Give the number of lines in the entries below that hold "thigh", with no accompanying words.

────

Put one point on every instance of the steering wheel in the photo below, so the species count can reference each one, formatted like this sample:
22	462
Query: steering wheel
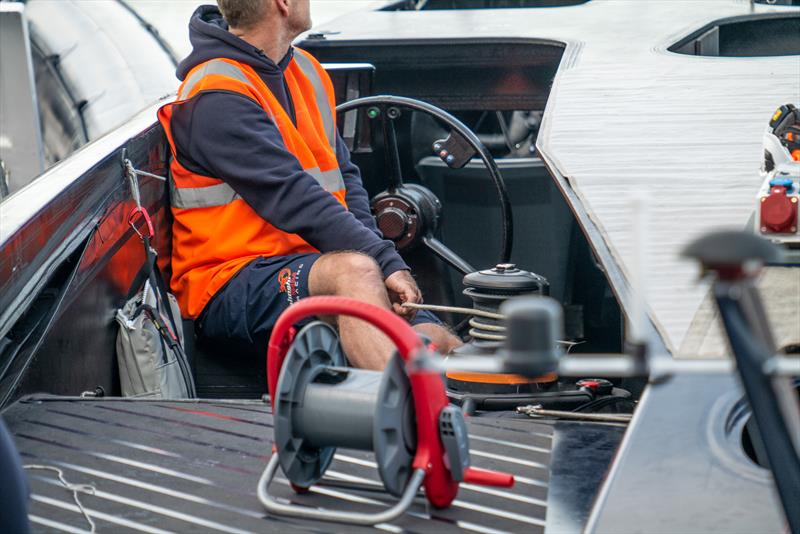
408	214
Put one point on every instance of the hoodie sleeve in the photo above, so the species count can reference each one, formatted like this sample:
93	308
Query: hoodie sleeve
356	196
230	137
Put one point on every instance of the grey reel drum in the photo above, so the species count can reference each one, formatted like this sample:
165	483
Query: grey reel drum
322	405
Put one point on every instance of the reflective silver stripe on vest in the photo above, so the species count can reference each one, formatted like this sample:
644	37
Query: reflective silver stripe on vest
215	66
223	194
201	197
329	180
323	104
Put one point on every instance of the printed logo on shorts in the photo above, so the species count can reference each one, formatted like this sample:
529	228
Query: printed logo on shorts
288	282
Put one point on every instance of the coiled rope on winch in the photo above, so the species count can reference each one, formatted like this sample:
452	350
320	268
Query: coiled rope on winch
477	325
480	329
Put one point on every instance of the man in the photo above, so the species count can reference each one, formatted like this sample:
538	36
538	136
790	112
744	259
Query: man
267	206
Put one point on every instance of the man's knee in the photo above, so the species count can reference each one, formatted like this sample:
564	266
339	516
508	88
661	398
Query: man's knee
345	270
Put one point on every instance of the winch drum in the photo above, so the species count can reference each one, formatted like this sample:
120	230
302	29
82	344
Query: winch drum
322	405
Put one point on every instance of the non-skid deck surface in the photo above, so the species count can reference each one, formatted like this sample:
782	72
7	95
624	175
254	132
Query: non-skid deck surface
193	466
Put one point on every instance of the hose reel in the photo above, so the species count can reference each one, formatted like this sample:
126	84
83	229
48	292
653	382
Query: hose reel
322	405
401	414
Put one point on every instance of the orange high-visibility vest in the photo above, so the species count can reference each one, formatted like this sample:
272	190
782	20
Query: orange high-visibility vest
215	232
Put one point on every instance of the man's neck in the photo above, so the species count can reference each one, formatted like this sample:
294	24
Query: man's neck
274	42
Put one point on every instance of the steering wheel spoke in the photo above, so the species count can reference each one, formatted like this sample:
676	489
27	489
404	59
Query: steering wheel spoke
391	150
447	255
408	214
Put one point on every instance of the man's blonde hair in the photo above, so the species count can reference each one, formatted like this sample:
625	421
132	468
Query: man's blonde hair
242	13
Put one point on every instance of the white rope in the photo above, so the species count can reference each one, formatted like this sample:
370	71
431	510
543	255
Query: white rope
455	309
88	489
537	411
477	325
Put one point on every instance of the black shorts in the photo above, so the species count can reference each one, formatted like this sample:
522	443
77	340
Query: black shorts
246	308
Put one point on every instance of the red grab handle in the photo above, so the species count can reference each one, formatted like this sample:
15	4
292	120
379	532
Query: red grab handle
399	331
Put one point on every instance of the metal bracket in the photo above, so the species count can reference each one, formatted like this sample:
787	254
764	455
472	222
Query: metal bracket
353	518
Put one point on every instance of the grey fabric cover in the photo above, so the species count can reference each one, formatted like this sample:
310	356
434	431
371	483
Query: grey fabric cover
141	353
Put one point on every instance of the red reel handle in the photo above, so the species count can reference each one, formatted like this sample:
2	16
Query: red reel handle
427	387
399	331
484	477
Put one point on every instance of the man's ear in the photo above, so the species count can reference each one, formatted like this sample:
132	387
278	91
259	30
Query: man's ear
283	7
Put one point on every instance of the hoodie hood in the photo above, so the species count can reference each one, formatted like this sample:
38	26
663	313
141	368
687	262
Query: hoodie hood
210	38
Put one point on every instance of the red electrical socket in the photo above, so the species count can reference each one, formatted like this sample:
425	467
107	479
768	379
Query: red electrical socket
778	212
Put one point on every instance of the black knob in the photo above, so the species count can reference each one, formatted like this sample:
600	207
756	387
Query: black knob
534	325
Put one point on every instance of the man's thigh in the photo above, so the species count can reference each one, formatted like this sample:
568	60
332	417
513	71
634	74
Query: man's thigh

────

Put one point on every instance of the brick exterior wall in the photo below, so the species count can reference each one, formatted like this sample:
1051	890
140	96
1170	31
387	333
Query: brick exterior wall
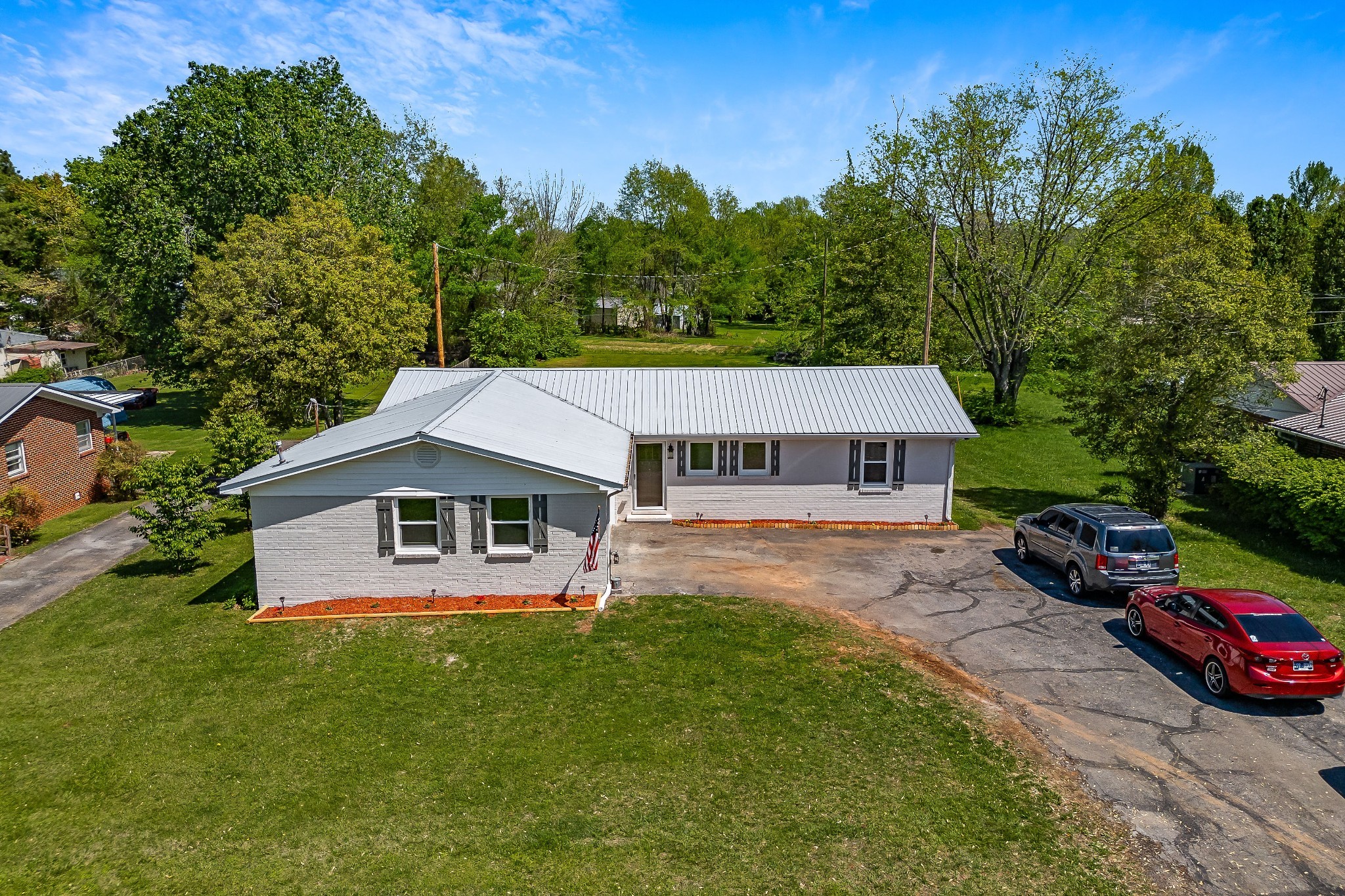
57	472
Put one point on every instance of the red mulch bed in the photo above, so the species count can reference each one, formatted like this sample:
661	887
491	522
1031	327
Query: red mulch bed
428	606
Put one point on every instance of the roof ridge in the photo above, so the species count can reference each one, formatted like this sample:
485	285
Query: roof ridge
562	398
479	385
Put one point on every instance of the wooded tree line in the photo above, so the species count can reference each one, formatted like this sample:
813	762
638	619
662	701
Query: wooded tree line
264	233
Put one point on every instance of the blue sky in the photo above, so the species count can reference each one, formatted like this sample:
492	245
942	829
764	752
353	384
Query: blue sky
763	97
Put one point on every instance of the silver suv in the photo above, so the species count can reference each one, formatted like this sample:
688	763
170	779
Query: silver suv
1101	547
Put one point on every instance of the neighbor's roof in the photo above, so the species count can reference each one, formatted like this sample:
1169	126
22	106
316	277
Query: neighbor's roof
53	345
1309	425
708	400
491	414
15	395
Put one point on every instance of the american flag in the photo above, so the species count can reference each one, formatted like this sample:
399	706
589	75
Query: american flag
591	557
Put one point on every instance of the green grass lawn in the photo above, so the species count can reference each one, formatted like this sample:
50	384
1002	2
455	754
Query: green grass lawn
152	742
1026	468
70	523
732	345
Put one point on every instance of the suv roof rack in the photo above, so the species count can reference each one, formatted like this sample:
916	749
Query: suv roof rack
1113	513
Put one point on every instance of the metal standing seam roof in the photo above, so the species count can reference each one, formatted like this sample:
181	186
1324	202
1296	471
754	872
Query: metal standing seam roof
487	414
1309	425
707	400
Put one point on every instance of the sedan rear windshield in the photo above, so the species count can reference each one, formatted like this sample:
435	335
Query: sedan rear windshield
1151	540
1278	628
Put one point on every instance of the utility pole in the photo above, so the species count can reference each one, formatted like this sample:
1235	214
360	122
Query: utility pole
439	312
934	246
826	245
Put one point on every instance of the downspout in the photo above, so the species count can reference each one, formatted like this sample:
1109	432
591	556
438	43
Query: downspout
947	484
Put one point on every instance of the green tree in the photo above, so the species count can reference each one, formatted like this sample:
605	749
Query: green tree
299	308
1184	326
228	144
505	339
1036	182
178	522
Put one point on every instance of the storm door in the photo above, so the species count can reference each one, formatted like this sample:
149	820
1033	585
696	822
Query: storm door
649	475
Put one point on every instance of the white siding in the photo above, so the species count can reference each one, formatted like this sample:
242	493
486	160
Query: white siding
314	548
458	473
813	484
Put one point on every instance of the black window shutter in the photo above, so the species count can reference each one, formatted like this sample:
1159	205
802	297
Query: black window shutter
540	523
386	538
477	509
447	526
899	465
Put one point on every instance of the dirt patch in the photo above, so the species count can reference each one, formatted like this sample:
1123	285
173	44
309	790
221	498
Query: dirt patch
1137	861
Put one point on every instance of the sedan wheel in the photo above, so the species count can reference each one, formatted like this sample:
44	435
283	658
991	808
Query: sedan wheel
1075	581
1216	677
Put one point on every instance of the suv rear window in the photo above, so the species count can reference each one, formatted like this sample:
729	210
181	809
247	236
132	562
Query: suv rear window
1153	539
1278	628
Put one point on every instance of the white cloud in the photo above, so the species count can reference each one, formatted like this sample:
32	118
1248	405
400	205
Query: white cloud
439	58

────

> _Worked solution_
2